=== Source passage ===

Lorenzo Nuvoletta (January 1, 1931 – April 7, 1994) was the head of the Nuvoletta clan, a Neapolitan Camorra organization that operated from the town of Marano di Napoli, situated on the northern outskirts of the city of Naples. Nuvoletta was considered one of the most powerful bosses in the entire Camorra from the 1970s to the early 1990s.

The Nuvoletta clan

Lorenzo Nuvoletta and his brothers Ciro, Gaetano and Angelo were the heirs to a family of landowners. His grandfather and mother had accumulated large areas of land, with its fruit crops exported to other areas. In the 1960s, they joined the clan of Antonio Maisto who was smuggling contraband cigarettes. After their early exploits with the Maisto clan, they diversified and became significant landowners using state funds designed to set up small agricultural landholdings. They made their fortune swindling the Italian government and the European Economic Community (EEC) and intimidating insurance officials, as well as local farmers who took loans from finance companies managed by the Nuvolettas.

===

- _Questions to answer_
1. According to the passage on Lorenzo Nuvoletta, from which town did the Nuvoletta clan operate?
2. Proceed with the passage on Lorenzo Nuvoletta, picking up after its final sentence.
The lines after this point are separate material, unrelated to the passage on Lorenzo Nuvoletta.

=== Supplied entries ===

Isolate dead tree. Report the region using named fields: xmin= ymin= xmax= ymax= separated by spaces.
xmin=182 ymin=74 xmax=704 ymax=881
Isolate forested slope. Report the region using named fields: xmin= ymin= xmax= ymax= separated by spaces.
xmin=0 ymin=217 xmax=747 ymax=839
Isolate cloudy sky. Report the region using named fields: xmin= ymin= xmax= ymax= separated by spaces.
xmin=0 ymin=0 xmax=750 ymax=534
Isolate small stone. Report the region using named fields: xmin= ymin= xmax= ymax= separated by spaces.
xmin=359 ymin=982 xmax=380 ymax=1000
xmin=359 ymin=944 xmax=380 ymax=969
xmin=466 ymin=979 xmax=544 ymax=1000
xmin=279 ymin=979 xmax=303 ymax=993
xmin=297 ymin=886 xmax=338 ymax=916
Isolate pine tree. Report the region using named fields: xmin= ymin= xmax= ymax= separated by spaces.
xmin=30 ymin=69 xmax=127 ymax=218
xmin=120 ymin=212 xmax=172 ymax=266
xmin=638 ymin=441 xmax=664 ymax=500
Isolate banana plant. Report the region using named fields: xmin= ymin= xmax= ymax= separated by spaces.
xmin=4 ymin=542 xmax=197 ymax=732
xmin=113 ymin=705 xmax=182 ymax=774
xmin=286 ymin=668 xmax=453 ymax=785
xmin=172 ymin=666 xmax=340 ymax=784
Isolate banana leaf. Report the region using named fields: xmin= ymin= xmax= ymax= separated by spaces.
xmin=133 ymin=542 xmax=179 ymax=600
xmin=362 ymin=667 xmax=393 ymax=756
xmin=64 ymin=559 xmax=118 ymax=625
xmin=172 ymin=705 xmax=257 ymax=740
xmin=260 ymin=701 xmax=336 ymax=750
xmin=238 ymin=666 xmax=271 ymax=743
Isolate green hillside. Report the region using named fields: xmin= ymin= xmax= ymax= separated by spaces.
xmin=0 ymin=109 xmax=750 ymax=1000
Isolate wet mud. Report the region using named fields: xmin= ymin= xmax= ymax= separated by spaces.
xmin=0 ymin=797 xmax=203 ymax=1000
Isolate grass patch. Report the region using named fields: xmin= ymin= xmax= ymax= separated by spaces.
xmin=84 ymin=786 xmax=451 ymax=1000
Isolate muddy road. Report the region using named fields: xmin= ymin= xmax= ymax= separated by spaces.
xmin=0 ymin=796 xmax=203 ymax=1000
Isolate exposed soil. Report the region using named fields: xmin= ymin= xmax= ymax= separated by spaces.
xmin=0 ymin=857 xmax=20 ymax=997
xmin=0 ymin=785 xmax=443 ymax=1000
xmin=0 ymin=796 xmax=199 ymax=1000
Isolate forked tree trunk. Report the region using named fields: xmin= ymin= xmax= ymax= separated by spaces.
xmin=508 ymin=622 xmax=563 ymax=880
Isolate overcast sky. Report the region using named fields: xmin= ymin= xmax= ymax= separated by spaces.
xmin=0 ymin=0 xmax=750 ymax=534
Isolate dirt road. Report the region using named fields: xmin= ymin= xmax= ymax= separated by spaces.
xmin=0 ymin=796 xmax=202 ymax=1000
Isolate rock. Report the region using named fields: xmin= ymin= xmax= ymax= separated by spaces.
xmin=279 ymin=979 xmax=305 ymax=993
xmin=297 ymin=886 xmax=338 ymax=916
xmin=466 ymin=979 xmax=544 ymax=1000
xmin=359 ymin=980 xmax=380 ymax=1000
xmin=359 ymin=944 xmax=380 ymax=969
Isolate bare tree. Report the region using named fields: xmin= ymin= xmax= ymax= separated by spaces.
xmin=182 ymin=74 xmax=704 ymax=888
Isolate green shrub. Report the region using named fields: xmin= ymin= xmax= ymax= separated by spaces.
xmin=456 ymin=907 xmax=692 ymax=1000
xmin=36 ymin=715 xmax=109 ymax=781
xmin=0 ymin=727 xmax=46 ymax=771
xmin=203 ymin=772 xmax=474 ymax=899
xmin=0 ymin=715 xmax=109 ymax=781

===

- _Answers per task_
1. Marano di Napoli

2.
Links with the Sicilian Mafia
Apart from being a member of the Camorra, Lorenzo Nuvoletta was also initiated in the Sicilian Mafia. According to Mafia turncoat (pentito) Tommaso Buscetta he was close to Luciano Leggio and Salvatore Riina and his Corleonesi, as well as Michele Greco, to which Mafia family the Nuvoletta clan answered. According to Mafia boss Giuseppe Di Cristina, the Nuvolettas managed a deposit and possibly a heroin refinery on Liggio's behalf. Several Camorra and Mafia clans struck a deal on the division of the shiploads of contraband cigarettes arriving in the port of Naples at a meeting in 1974 in the villa of Lorenzo Nuvoletta in Marano. With Umberto Ammaturo, the clan also engaged in cocaine trafficking.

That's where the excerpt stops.